● **What is required**
Copy the items below word for word, from the line with "like x=36, y=125." to the line with "x=108, y=290", including both of those lines and nothing else.

● **Supplied entries**
* BEGIN *

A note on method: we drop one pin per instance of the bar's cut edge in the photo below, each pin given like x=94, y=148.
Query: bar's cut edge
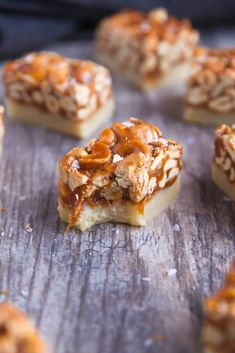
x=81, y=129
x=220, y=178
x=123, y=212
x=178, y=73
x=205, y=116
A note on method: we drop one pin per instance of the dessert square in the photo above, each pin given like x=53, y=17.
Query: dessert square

* END *
* BEGIN *

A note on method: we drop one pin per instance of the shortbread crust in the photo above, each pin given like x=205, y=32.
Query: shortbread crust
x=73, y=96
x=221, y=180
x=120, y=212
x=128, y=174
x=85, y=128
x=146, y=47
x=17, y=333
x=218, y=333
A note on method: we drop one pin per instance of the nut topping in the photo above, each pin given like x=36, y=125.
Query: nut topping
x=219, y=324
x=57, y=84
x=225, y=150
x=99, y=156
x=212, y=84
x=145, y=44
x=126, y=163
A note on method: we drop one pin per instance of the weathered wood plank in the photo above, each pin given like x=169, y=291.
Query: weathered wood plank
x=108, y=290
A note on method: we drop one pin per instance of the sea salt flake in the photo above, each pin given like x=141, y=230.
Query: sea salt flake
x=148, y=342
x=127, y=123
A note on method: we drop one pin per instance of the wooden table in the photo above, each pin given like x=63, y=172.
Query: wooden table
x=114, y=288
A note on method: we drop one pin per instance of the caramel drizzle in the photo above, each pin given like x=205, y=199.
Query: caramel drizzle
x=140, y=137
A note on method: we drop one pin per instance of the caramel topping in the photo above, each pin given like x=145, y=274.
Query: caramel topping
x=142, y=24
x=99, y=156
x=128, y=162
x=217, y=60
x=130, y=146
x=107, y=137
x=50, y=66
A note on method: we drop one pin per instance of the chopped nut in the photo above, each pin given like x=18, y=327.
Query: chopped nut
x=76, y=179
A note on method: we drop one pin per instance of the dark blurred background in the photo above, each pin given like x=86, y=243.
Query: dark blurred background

* END *
* BEGIN *

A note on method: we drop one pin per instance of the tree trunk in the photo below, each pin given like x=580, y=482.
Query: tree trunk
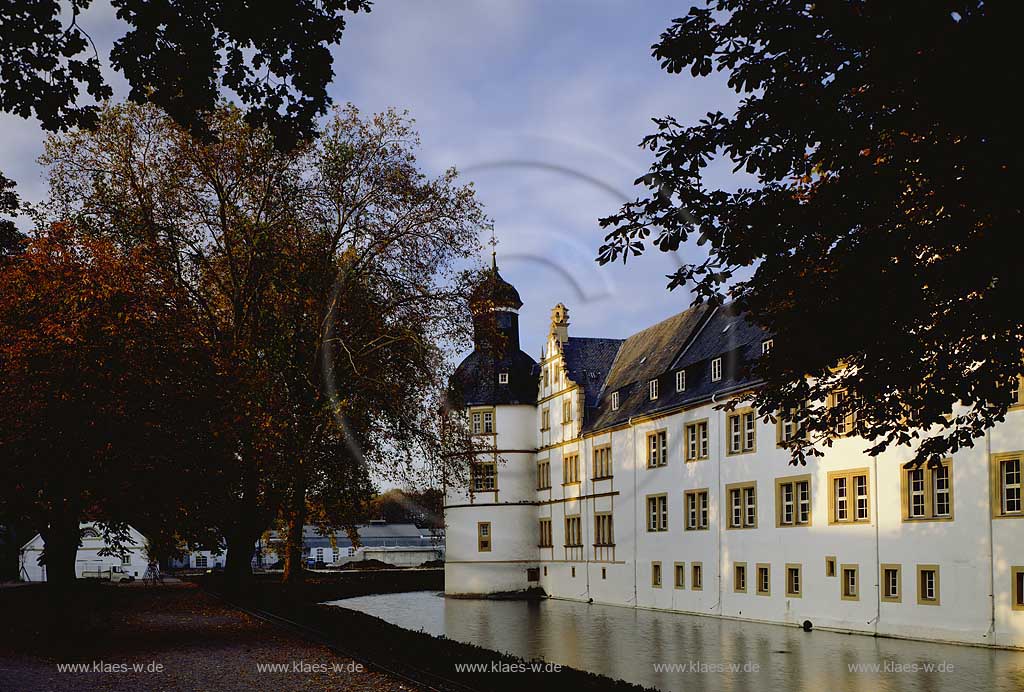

* END *

● **Answer to the task**
A note on method: we drop one pin per instance of the nut topping in the photo above, each pin given like x=36, y=125.
Query: nut topping
x=219, y=324
x=57, y=84
x=225, y=150
x=99, y=156
x=212, y=84
x=145, y=44
x=126, y=163
A note on method: we drop one pin per instance of the weathered wood plank in the photo above, each pin given like x=169, y=291.
Query: weathered wood plank
x=108, y=290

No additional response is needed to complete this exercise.